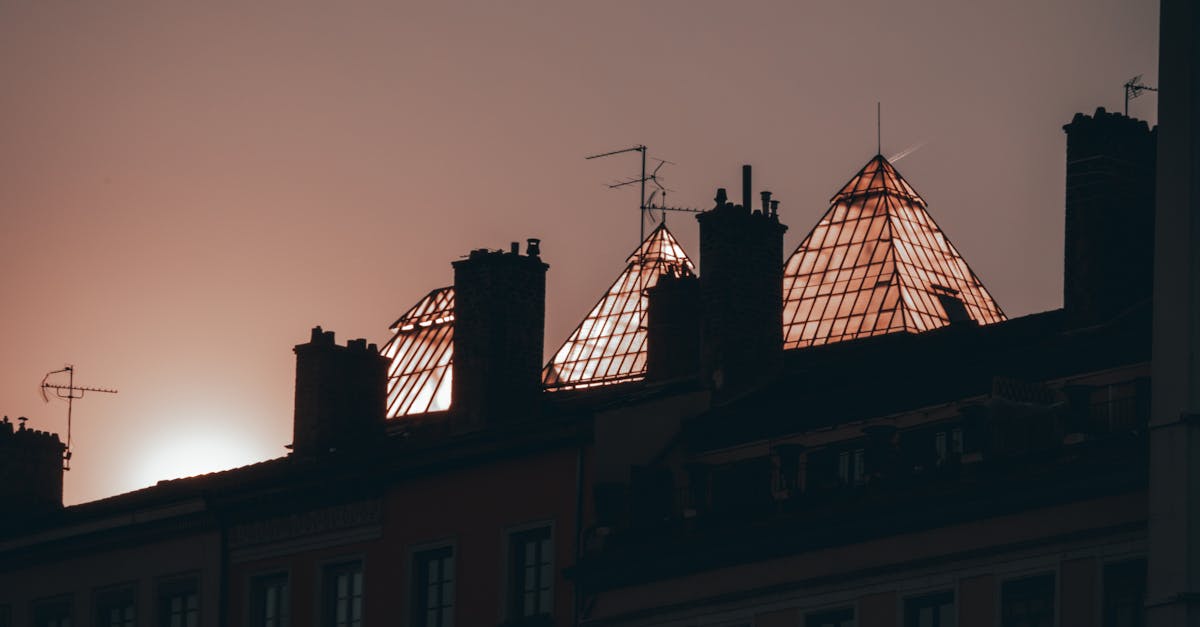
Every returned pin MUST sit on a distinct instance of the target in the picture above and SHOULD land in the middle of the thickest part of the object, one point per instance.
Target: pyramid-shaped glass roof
(421, 350)
(610, 345)
(877, 263)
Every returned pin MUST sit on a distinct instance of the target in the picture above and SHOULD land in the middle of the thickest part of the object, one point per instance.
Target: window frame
(928, 599)
(166, 587)
(1053, 574)
(825, 614)
(60, 601)
(417, 590)
(509, 579)
(1109, 566)
(252, 586)
(103, 598)
(327, 611)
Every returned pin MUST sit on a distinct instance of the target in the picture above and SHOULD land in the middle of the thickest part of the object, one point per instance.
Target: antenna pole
(641, 213)
(1134, 87)
(69, 393)
(70, 401)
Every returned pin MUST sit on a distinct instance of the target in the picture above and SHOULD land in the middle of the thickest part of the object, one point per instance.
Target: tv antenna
(646, 203)
(1134, 88)
(69, 393)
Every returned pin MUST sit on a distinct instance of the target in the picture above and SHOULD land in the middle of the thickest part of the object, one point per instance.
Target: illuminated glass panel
(610, 345)
(421, 348)
(877, 263)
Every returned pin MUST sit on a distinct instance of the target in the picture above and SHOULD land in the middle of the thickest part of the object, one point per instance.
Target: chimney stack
(672, 328)
(499, 318)
(341, 394)
(30, 470)
(1110, 215)
(742, 292)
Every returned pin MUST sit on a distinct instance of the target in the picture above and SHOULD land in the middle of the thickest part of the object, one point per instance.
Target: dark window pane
(1029, 602)
(53, 613)
(433, 587)
(270, 601)
(342, 603)
(179, 603)
(930, 610)
(1125, 593)
(115, 608)
(532, 578)
(841, 617)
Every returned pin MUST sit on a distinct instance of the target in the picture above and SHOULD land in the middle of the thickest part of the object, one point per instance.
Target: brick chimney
(1110, 215)
(341, 393)
(672, 328)
(30, 469)
(499, 320)
(742, 291)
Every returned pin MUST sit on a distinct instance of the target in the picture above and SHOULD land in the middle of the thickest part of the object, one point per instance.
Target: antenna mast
(1134, 88)
(69, 393)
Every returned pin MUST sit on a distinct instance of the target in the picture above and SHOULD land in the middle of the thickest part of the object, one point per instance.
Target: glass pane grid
(421, 351)
(610, 345)
(876, 263)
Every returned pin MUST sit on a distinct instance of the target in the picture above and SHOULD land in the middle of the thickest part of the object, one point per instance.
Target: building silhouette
(856, 435)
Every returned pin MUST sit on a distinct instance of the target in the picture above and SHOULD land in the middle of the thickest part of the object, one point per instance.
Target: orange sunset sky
(187, 187)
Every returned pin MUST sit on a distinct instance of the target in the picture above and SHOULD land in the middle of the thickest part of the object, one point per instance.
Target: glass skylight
(421, 350)
(877, 263)
(610, 345)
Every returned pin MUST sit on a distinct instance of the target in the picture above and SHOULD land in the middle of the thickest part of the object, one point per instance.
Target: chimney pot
(745, 187)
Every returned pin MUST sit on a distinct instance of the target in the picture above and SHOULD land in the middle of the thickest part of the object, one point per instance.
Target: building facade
(853, 436)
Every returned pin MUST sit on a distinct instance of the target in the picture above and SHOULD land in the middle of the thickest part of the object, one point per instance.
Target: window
(269, 601)
(948, 446)
(114, 608)
(532, 577)
(55, 613)
(841, 617)
(1027, 602)
(433, 587)
(343, 595)
(1125, 593)
(930, 610)
(179, 603)
(852, 467)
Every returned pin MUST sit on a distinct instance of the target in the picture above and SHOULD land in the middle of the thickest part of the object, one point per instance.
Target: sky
(187, 187)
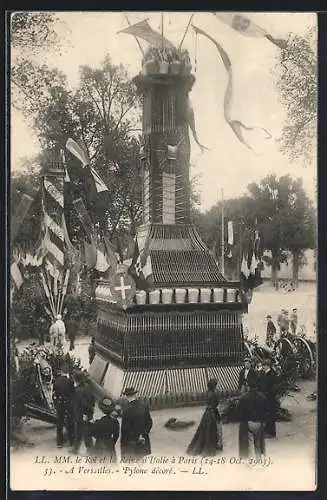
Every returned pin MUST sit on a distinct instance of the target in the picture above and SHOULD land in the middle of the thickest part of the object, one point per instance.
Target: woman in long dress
(207, 440)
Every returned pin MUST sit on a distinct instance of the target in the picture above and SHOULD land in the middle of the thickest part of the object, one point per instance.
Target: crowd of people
(286, 323)
(75, 406)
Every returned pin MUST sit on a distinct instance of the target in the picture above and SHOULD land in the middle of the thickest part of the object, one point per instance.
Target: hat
(129, 391)
(106, 405)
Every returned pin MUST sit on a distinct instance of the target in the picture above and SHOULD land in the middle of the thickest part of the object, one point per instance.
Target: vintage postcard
(163, 251)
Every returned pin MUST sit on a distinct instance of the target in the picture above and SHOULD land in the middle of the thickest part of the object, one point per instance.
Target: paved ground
(292, 453)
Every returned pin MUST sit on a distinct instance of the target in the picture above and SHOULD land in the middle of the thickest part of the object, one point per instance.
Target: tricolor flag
(143, 30)
(240, 130)
(191, 122)
(246, 27)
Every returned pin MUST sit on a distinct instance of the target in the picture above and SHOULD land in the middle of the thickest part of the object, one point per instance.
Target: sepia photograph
(163, 251)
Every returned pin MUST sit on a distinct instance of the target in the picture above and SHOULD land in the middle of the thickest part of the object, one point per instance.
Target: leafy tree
(33, 31)
(296, 80)
(32, 35)
(284, 216)
(102, 113)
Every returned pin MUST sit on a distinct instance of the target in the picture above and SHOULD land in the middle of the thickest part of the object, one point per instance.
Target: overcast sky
(228, 164)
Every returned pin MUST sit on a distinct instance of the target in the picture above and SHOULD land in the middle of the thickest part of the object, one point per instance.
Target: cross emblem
(240, 23)
(122, 288)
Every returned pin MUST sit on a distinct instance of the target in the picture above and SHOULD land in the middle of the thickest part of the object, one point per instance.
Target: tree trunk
(296, 264)
(274, 271)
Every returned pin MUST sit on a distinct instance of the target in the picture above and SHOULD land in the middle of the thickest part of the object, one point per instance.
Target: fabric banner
(240, 130)
(191, 122)
(246, 27)
(16, 275)
(143, 30)
(251, 260)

========================

» Instructions to follow: The records above, minus their pictures, are to be returned verbatim.

» Written answer:
Every returned pin MUST sit on a distinct instance of the target in the picture above and SHOULD land in the middle of the thickest part of the object, one point per instance.
Target: pyramid-shaped glass roof
(421, 350)
(610, 345)
(877, 263)
Every returned pin MUST sit on a distinct instance of the target in the picture above and SHOULD land in the middle of the thickest part of the object, one point per instance.
Target: window frame
(928, 599)
(166, 587)
(1053, 574)
(825, 614)
(60, 601)
(417, 590)
(509, 579)
(1109, 566)
(252, 586)
(103, 598)
(327, 611)
Every returned pin MUST sit on a distinct instance of the target in the picture above and SHOULD land in the middle of the thickest part of the object, one point per instance.
Target: antenna pole
(641, 213)
(1134, 87)
(69, 393)
(70, 401)
Every returned pin MUST sit on a distinct instance of the target in the picture above and SHOULD land in the middle of the thickest part of the object, one point per instance.
Target: tv antenna
(646, 203)
(1134, 88)
(69, 393)
Every returned pin MUST sit on a distinct instance of the target in the picture above and SHOULD land in the middle of the thickest part of the object, one point per instance.
Target: illuminated glass panel
(610, 345)
(421, 348)
(877, 263)
Every returned pin MUST sit on a distinct instance of the target in the picture above and SHOULD land in the middle of the thickest part of the object, one point per instance.
Target: chimney stack
(672, 328)
(499, 318)
(341, 394)
(30, 470)
(1110, 215)
(742, 292)
Every returned pin MUST sit on a distinct instance of the target in the picture above and SHOULD land in the middle of the thickest part of the object, one point per instance.
Target: dark window pane
(1029, 602)
(53, 613)
(433, 587)
(270, 601)
(342, 603)
(179, 603)
(930, 610)
(1125, 593)
(115, 608)
(532, 578)
(841, 617)
Every returned pin MUST sit on a distinct instance of the target in the picture above and SHOULD land in the middle of the thickest part of the object, one point per instance.
Target: brick chimney
(1110, 215)
(341, 393)
(672, 328)
(30, 469)
(499, 320)
(742, 291)
Every returned pin MUST sit on a distinct instance of the target in the picture above and SHOULD land in the middle of the thickest part of the object, one point per instance.
Target: antenna mast
(1134, 88)
(69, 393)
Every returned pin MUST sit on a distinct instance of the target in the picture above and SHOULD land in the middle of the thickest part of the object, one point per instance.
Target: glass pane grid
(421, 351)
(610, 345)
(876, 263)
Every returned pin MUST sit on a distinct instance of the target in the picture above and SHOULD land in the middle of the thickest part of the object, one point per instance.
Target: building silhouette
(856, 435)
Every returned pin MUST sit on a distinct instance of the target in the picture above and SHOULD land in the middle of the thickest part of the object, one point per instance.
Target: orange sunset sky
(187, 187)
Every returned pin MUST sit on a distinct instance of the target in the picture above and SHOULD land in the middle of the thickest part of the object, one point per instance.
Target: glass skylight
(421, 350)
(877, 263)
(610, 345)
Every returned pin MUST sit on a distinct instance of the target in the picture above and SHOULD land in the middle of the thickest part of the object, one point per instance.
Target: chimney pot
(745, 187)
Every returned pin MUST sit on a distinct instance of the target in the picture above and SHOULD land in the middle of the thickest part of the object, one point per instance.
Target: building facade
(853, 436)
Every returned pin MUST sit on a distinct instance of the target in the picture above and SHOULD land in the middle of the thickest part of the object, one point per instance.
Target: window
(269, 601)
(948, 446)
(114, 608)
(532, 577)
(55, 613)
(841, 617)
(1027, 602)
(433, 587)
(343, 595)
(1125, 593)
(930, 610)
(179, 603)
(852, 467)
Every returned pin MUST sit on a distinct instance of the target in the picture above and SHOULD land in the middle of the thickest part of the object, one point per instance.
Target: sky
(187, 187)
Every returned pin MUST sit on a distinct instance of the target in the picture above and SHOULD land in the middle of the thickest part of the object, one point per instance.
Target: woman in long dress
(207, 440)
Every returned pin MUST sit on a distinct instance of the target in the picture above and SHOULD land in the middle of the thickest part of the object, one point per instance.
Target: crowd of people
(286, 323)
(75, 406)
Every returned pin MUST sit on a distinct instance of the target in the picture above and SHOULD land in the middle of the thickest part of the object, one point per instance.
Target: hat
(129, 391)
(106, 405)
Every returned pin MUST sit on a distinct instance of the target in the picture above and SHOULD land in the middle of the thickest part of the object, one point per instance.
Target: vintage postcard
(163, 251)
Every returned pin MUST sit on a distinct instance of the target in the picture above and SHOULD land in the middle of the thickest part of the object, one point per instance.
Target: paved ground
(292, 453)
Every returned pin MUST sit on a distinct instance of the target in the picture above and SHOULD land in the middle of the thickest part of the object, one point per instance.
Target: tricolor flag
(143, 30)
(240, 130)
(191, 122)
(246, 27)
Every returned pin MUST sit on a distinct instance of the target in the picture above and SHOULD land in the middle of the thickest part of the object, one point per instance.
Target: sepia photograph
(163, 251)
Every returned pin MUST sit on a distinct instance of the target in the picture above and SHOULD land in the middle of the thickest part of the object, one point per instance.
Target: leafy tree
(33, 31)
(296, 80)
(32, 35)
(284, 216)
(102, 113)
Every returned pin MUST sit on a distinct instance of the target in the picture above and SHOULD land in the middle of the thickest part of the object, one point per instance.
Target: overcast sky
(228, 164)
Every returned pin MUST sit on a distinct instance of the target in the picture above and SHOULD land in the middle of the thickest part of the object, one point per instance.
Target: cross emblem
(240, 23)
(122, 288)
Every returned pin MUST sit on a distinct instance of the target in the picture above and SHOULD land in the middle of the thickest part of the object, one point per instance.
Target: tree trunk
(296, 264)
(274, 271)
Every returned pin MUST sit on a distinct instance of the target in the picture above and SHOULD land in the middle of the thickest part of the object, one point per instance.
Target: fabric banner
(240, 130)
(191, 122)
(246, 27)
(16, 275)
(143, 30)
(251, 260)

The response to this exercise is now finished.